- TASK OBJECTIVE -
Transcribe the listing exactly; drop the images.

▼

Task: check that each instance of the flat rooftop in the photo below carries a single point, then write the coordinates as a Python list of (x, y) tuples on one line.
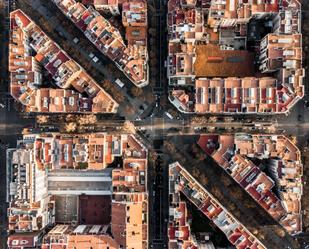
[(95, 209), (211, 61)]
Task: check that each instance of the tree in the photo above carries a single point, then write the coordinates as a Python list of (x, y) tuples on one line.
[(87, 119), (136, 92), (71, 127), (42, 119), (129, 127)]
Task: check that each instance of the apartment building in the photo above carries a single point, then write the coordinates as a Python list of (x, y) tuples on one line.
[(129, 223), (106, 6), (180, 181), (225, 77), (244, 156), (79, 237), (26, 74), (132, 58), (47, 168)]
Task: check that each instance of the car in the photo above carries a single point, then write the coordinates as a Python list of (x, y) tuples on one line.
[(169, 115), (95, 59), (119, 83)]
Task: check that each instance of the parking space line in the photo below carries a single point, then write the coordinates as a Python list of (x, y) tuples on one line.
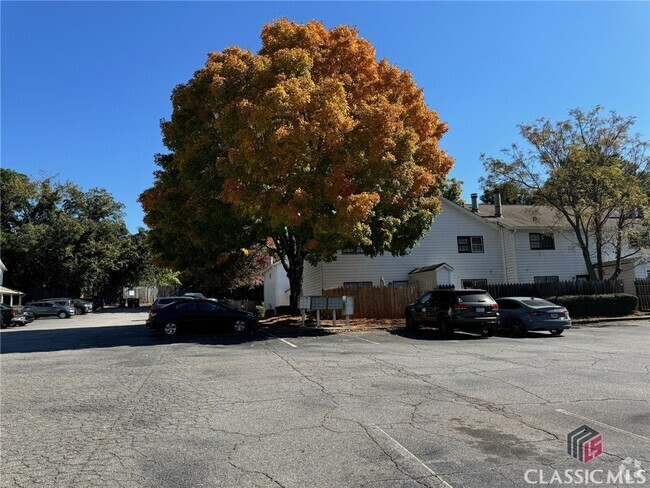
[(366, 340), (280, 339), (571, 414), (433, 473)]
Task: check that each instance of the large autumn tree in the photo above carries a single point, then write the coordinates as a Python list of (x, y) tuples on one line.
[(55, 235), (593, 170), (312, 142)]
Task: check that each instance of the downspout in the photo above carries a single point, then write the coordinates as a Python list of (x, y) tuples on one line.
[(503, 228), (503, 250)]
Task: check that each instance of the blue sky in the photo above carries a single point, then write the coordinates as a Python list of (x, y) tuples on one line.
[(85, 84)]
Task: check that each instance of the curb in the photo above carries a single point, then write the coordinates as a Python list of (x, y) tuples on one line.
[(599, 320)]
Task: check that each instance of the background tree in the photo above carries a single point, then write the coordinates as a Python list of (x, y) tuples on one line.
[(452, 190), (512, 193), (56, 236), (312, 142), (593, 171)]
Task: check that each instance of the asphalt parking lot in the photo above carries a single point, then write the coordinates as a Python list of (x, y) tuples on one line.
[(100, 400)]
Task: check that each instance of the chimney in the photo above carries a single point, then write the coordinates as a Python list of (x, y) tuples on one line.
[(498, 212)]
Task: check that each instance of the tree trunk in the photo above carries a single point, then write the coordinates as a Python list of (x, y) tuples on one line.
[(295, 283), (292, 257), (599, 253)]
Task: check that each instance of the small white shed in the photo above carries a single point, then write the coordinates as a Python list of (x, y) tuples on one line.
[(276, 286)]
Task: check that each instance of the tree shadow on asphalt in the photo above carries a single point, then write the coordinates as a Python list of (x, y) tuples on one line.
[(116, 310), (25, 340), (434, 335)]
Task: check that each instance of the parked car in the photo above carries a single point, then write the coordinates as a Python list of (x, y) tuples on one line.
[(163, 301), (200, 315), (200, 296), (449, 310), (48, 308), (23, 315), (522, 314), (7, 314), (67, 302), (82, 306)]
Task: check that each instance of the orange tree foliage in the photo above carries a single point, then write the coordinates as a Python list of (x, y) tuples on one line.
[(314, 141)]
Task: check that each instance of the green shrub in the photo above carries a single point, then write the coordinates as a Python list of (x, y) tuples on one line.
[(614, 305)]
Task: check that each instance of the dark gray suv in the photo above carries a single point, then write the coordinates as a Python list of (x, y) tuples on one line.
[(467, 310)]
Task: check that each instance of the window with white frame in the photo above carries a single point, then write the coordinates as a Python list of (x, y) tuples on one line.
[(470, 243), (539, 241), (357, 284), (472, 283)]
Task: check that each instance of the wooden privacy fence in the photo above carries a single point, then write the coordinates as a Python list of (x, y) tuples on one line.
[(382, 302), (554, 289), (643, 293)]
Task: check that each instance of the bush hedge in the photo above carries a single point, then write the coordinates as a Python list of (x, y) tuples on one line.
[(614, 305)]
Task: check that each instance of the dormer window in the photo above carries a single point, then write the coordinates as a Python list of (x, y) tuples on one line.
[(541, 241)]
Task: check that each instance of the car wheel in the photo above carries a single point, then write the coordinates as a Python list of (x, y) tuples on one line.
[(518, 328), (170, 328), (411, 324), (487, 331), (240, 325), (446, 329)]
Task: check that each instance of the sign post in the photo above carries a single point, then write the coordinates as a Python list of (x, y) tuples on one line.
[(334, 304), (304, 303), (348, 308), (318, 304)]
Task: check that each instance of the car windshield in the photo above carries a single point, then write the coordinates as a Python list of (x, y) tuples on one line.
[(472, 296), (538, 302)]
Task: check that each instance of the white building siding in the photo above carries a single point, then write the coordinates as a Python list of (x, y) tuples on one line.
[(509, 255), (276, 283), (565, 261), (439, 245), (311, 280)]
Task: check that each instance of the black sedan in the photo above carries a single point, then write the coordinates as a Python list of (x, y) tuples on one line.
[(201, 316)]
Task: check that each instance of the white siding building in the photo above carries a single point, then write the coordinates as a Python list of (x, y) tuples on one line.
[(469, 246), (276, 286)]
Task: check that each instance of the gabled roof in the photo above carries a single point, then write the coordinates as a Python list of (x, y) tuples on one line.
[(521, 216)]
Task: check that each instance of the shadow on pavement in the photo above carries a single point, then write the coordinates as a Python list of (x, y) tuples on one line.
[(26, 340), (434, 335), (113, 309)]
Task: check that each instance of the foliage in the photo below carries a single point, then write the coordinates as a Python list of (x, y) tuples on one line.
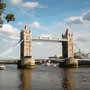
[(8, 17)]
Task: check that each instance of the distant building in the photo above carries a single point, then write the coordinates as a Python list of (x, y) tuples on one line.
[(56, 56)]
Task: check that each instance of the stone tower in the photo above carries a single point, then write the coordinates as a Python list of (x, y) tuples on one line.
[(26, 44), (26, 60), (67, 46)]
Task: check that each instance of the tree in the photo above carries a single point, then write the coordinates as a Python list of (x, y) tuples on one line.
[(8, 17)]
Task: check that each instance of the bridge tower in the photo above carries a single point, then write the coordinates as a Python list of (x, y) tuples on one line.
[(67, 47), (68, 50), (26, 60)]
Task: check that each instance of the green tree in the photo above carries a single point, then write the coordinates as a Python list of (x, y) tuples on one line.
[(8, 17)]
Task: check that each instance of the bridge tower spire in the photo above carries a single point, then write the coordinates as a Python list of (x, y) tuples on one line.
[(67, 47), (67, 50), (26, 60)]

▲

- RESULT FOR THIS EXERCISE -
Task: check that each instance of the flat rooftop in the photo below carries a single point, then write the coordinates as a Python list of (x, y) tuples on one line.
[(95, 209), (211, 61)]
Task: check that each instance of the tree in the photo above carries a single point, then write the coordinates as a Python list of (x, y) tuples on one line.
[(87, 119), (136, 92), (71, 127), (42, 119), (129, 127)]
Task: check that each instance of the apartment building in the photo above carries a single point, then write the coordinates as a Python list of (x, y) tuples on one line.
[(129, 223), (106, 6), (180, 181), (225, 77), (244, 156), (79, 237), (26, 74), (132, 58), (47, 168)]
Task: check that each instance of the car in the photo above carries a single point, then write the coordinates as a Python list of (x, y) tuples on one line.
[(169, 115), (95, 59), (119, 83)]
Task: check that each instance of the parking space line in the photo below carries a single point, then write the coordinates as a Python list of (x, y) tuples on one line.
[(366, 340), (280, 339), (571, 414), (433, 473)]
Task: check that each instance of the large autumn tree in the photo above carries a single point, then write the coordinates as a Python list of (x, y) tuples on one line.
[(55, 235), (593, 170), (312, 142)]
Task: check that each instance of the downspout in the photo above carries a single point, then write the coordinates as a Python list of (x, y) tuples on one line.
[(503, 228), (503, 250)]
Task: check that each instance of the blue sky in the photo above carries a single point, then write the coordinates as a Python list of (x, y) tuples on one line.
[(85, 84)]
Task: check that each instance of the curb in the photo above carries a single point, then write the coordinates as a Python list of (x, y) tuples on one line.
[(599, 320)]
Task: check that each instance of the background tree in the photo above carries a single point, then write the coordinates as a Python list of (x, y) tuples on one line.
[(452, 190), (512, 193), (56, 236), (312, 142), (593, 171)]
Task: check that each instance of the asphalt parking lot in the photo above carries a single point, then write the coordinates as a Python list of (x, y) tuples on one line.
[(100, 400)]
Task: check that each instance of the chimney in the photo above carries a single point, then write the coordinates as a Python list of (x, y) tuples on one line.
[(498, 212)]
Task: check that each instance of the tree trunk in the photo above carries a single point, then write the coordinates as a Python list of (x, y) tuples on one line.
[(295, 283), (292, 257), (599, 253)]
Task: check that each instance of the small white shed in the photo above carries a single point, then write the coordinates as a Python list of (x, y) tuples on one line.
[(276, 286)]
Task: check that each instance of the tree shadow on asphalt in the photo above carries a single point, then write the coordinates as a Python list of (x, y) tuples on one line.
[(116, 310), (25, 340), (434, 335)]
Task: check that each instance of the parked car in the photo above carries a single point, then write the coordinates as a Python list of (x, y) tuples on one line.
[(163, 301), (200, 315), (200, 296), (449, 310), (48, 308), (23, 315), (522, 314), (7, 314), (67, 302), (82, 306)]
Task: check that each instance of the orange tree foliage in the photo above carries a single point, then write the coordinates as a Python list of (x, y) tuples on one line.
[(314, 141)]
Task: check that each instance of the green shrub in the photo above carries a single point, then write the coordinates as a Python list of (x, y) tuples on one line.
[(614, 305)]
Task: check that each instance of the dark gray suv in the photo above carries a single point, then write the coordinates as a Python list of (x, y) tuples on one line.
[(467, 310)]
Task: check that each instance of the window with white frame in the photo above carries a single point, then write the coordinates as a Python list of (x, y) tuples on one line.
[(470, 243), (539, 241), (357, 284), (472, 283)]
Task: check that each instance of the wooden privacy fence in the photo above carries a single point, then write the coordinates as a Python list of (x, y) tuples on one line.
[(382, 302), (554, 289), (643, 293)]
Task: check that each instance of the bush hedge in the photo above carries a single point, then write the coordinates as a Python list of (x, y) tuples on one line.
[(614, 305)]
Task: check that each instance of the dormer window in the photo above carries a single point, then write the coordinates as a Python list of (x, y) tuples on one line.
[(541, 241)]
Task: check that each instance of the car wheel in the photo above carries a single point, then write the coordinates as a Python list of (x, y) tuples on one line.
[(518, 328), (170, 328), (411, 324), (487, 331), (240, 325), (446, 329)]
Task: check that each instance of the sign post in the photo above carries a single point, then write the coordinates as a Python list of (x, y) tuples on one line.
[(334, 304), (304, 303), (348, 308), (318, 304)]
Task: check that each instance of the car windshield in the photo above carries a single point, then write the coordinates as a Python list of (x, y) tuples on one line.
[(472, 296), (538, 302)]
Task: check that each instance of the white building siding in the photo above carries a single point, then write the coordinates as a Python list of (x, y) tuples on one line.
[(509, 255), (276, 283), (565, 261), (439, 245), (311, 280)]
Task: check that each instance of the black sedan in the photo above carries a single point, then write the coordinates as a Python list of (x, y) tuples on one line.
[(201, 316)]
Task: check that each instance of the white siding building in the photo above carries a single point, then write the coordinates as a Python list of (x, y) tuples on one line.
[(469, 246), (276, 286)]
Task: check that each instance of the gabled roof in the photo above carries a single point, then write the coordinates as a Python list of (x, y) tuples on one line.
[(521, 216)]
Task: check that each instance of the shadow on pavement in the photo above carries a single point, then write the coordinates as a Python list of (x, y) tuples on one line.
[(26, 340), (434, 335), (113, 309)]
Task: check that each instance of the foliage in the photo below carries a single point, then write the coordinates as a Python list of (x, y) tuples on one line.
[(8, 17)]
Task: check that each instance of the distant building in the photo above carries a single point, then write the coordinates as a Python list of (x, y) tuples on one line.
[(56, 56)]
Task: check that each instance of the stone tower in the photo above carries a single point, then write the coordinates as a Python list of (x, y) tuples on one line.
[(26, 44), (26, 60), (67, 46)]
Task: check that each instance of the tree in the photo above carries a single point, then write the coordinates as a Python list of (x, y) tuples on one line.
[(8, 17)]
Task: check that each instance of the bridge tower in the photo above carries a single point, then write the coordinates as a Python list of (x, y) tuples on one line.
[(67, 47), (68, 50), (26, 60)]
Task: check that each instance of the green tree in the photo above carries a single point, then write the coordinates as a Python list of (x, y) tuples on one line.
[(8, 17)]
Task: check that each instance of the bridge tower spire in the photo above carries a single point, then write the coordinates as a Python list of (x, y) tuples on one line.
[(67, 47), (67, 50), (26, 60)]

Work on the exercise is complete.